Annotation records:
::::

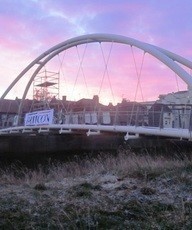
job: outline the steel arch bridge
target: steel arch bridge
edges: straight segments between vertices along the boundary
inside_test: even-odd
[[[148,53],[164,63],[168,68],[173,70],[188,86],[189,95],[192,95],[192,76],[181,67],[182,64],[185,67],[192,69],[192,62],[187,60],[184,57],[181,57],[175,53],[172,53],[168,50],[162,49],[158,46],[154,46],[145,42],[138,41],[133,38],[129,38],[126,36],[116,35],[116,34],[88,34],[83,36],[78,36],[69,40],[66,40],[62,43],[59,43],[52,48],[48,49],[46,52],[42,53],[39,57],[33,60],[16,78],[15,80],[9,85],[9,87],[5,90],[1,99],[4,99],[7,94],[11,91],[11,89],[15,86],[15,84],[24,77],[24,75],[31,70],[33,73],[31,74],[28,83],[24,89],[23,96],[19,105],[18,109],[18,117],[21,116],[23,103],[26,99],[26,95],[29,91],[29,88],[34,81],[36,75],[41,71],[41,69],[48,63],[51,59],[53,59],[59,53],[78,46],[82,44],[88,43],[119,43],[129,45],[131,47],[137,47],[140,50],[143,50],[145,53]],[[191,117],[190,117],[191,119]],[[86,124],[50,124],[48,126],[32,126],[26,127],[21,124],[17,124],[15,127],[9,127],[6,129],[1,129],[1,134],[6,133],[41,133],[41,132],[50,132],[58,131],[60,134],[62,133],[73,133],[74,131],[77,132],[79,130],[83,130],[86,132],[87,135],[97,135],[101,132],[120,132],[125,134],[125,139],[127,140],[130,135],[138,137],[139,135],[155,135],[155,136],[167,136],[167,137],[174,137],[174,138],[185,138],[191,139],[191,130],[190,128],[187,129],[177,129],[177,128],[163,128],[159,125],[159,127],[143,127],[138,125],[86,125]]]

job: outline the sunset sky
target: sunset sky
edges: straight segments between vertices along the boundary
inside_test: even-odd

::::

→ **TO BE DONE**: Please arrange every line of the rows above as a numbered list, leaving out the blank lines and the pictures.

→ **COMPLETE ANSWER**:
1. job: outline the steel arch bridge
2. target: steel arch bridge
3. edges: straight segments between vertices along the boundary
4. inside_test: even-odd
5. [[[148,53],[164,63],[168,68],[173,70],[188,86],[189,95],[192,95],[192,76],[181,67],[182,64],[185,67],[192,69],[192,62],[187,60],[184,57],[181,57],[175,53],[172,53],[168,50],[162,49],[158,46],[154,46],[145,42],[138,41],[133,38],[129,38],[126,36],[116,35],[116,34],[88,34],[83,36],[78,36],[69,40],[66,40],[62,43],[59,43],[52,48],[48,49],[46,52],[42,53],[39,57],[33,60],[16,78],[15,80],[9,85],[9,87],[5,90],[1,99],[4,99],[7,94],[11,91],[11,89],[15,86],[15,84],[24,77],[24,75],[31,70],[33,73],[31,74],[28,83],[24,89],[23,96],[19,105],[18,109],[18,117],[21,116],[23,103],[26,99],[26,95],[29,91],[29,88],[34,81],[36,75],[41,71],[41,69],[48,63],[51,59],[53,59],[59,53],[78,46],[82,44],[88,43],[119,43],[129,45],[131,47],[137,47],[140,50],[143,50],[145,53]],[[191,117],[190,117],[191,119]],[[86,124],[50,124],[48,126],[32,126],[26,127],[21,124],[17,124],[15,127],[9,127],[6,129],[1,129],[1,134],[6,133],[41,133],[41,132],[50,132],[58,131],[60,134],[62,133],[73,133],[74,131],[77,132],[79,130],[83,130],[86,132],[87,135],[97,135],[101,132],[120,132],[125,134],[125,139],[127,140],[130,135],[138,137],[139,135],[155,135],[155,136],[167,136],[167,137],[174,137],[174,138],[185,138],[191,139],[191,130],[190,128],[187,129],[177,129],[177,128],[163,128],[159,125],[159,127],[143,127],[138,125],[86,125]]]
6. job: outline the sunset sky
7. target: sunset sky
8. edges: straight segments between vertices along the boundary
9. inside_test: even-odd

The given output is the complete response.